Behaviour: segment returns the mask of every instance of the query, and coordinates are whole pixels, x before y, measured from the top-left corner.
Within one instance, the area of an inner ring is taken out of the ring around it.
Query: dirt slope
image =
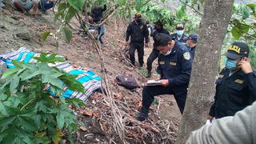
[[[22,46],[36,52],[51,51],[66,56],[74,66],[86,66],[101,75],[99,63],[91,47],[91,40],[82,38],[76,34],[77,31],[74,31],[70,44],[60,39],[58,49],[52,38],[48,38],[44,43],[42,42],[40,34],[42,31],[54,32],[58,29],[58,23],[54,23],[53,19],[52,12],[49,15],[32,17],[21,14],[7,6],[7,9],[0,12],[0,52],[17,50]],[[127,22],[119,18],[112,18],[107,22],[106,34],[104,37],[106,44],[102,47],[115,102],[118,108],[126,113],[123,118],[127,130],[126,141],[129,143],[173,143],[181,118],[173,96],[158,98],[158,102],[151,106],[150,118],[146,122],[138,122],[134,118],[141,106],[142,87],[146,82],[136,71],[145,73],[146,66],[141,70],[134,69],[120,56],[120,51],[123,51],[122,50],[124,48],[122,42]],[[145,49],[145,66],[151,50],[152,47]],[[135,77],[141,87],[130,91],[118,86],[114,78],[120,74]],[[87,102],[90,108],[77,111],[78,117],[84,122],[86,126],[74,134],[76,143],[111,143],[112,141],[119,143],[118,137],[109,122],[111,121],[110,111],[104,103],[103,97],[102,94],[95,93]],[[166,135],[168,138],[165,138]],[[62,142],[66,142],[64,138]]]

» **Exercise task**:
Pull out every line above word for word, and leave the picture out of your answer.

» **Task answer**:
Behaviour: segment returns the mask of every instance of the query, and coordinates are whole pixels, x before y, measured from the top-left corner.
Within one instance, the area of an inner ring is taken out of the ring around it.
Query: dirt slope
image =
[[[22,46],[36,52],[51,51],[66,56],[74,66],[86,66],[101,75],[99,63],[91,47],[91,40],[82,38],[76,34],[77,31],[74,31],[70,44],[60,39],[58,49],[52,38],[48,38],[44,43],[42,42],[40,34],[42,31],[54,32],[58,29],[58,23],[54,23],[53,19],[52,12],[49,15],[32,17],[21,14],[7,6],[7,9],[0,12],[0,52],[17,50]],[[127,22],[119,18],[112,18],[107,22],[106,34],[104,37],[106,44],[102,47],[115,102],[118,108],[126,113],[123,118],[127,130],[126,141],[129,143],[173,143],[181,118],[173,96],[158,98],[158,102],[151,106],[150,118],[146,122],[138,122],[134,118],[141,106],[142,87],[146,82],[136,71],[145,73],[146,66],[141,70],[134,69],[120,56],[120,51],[123,51],[122,50],[124,48],[122,42]],[[145,49],[145,66],[151,50],[152,47]],[[135,77],[141,87],[130,91],[118,86],[114,78],[120,74]],[[87,102],[90,108],[77,111],[78,117],[84,122],[86,126],[74,134],[76,143],[111,143],[112,141],[119,143],[118,137],[109,122],[111,121],[110,111],[104,103],[103,97],[102,94],[95,93]],[[166,135],[168,138],[165,138]],[[62,142],[66,142],[64,138]]]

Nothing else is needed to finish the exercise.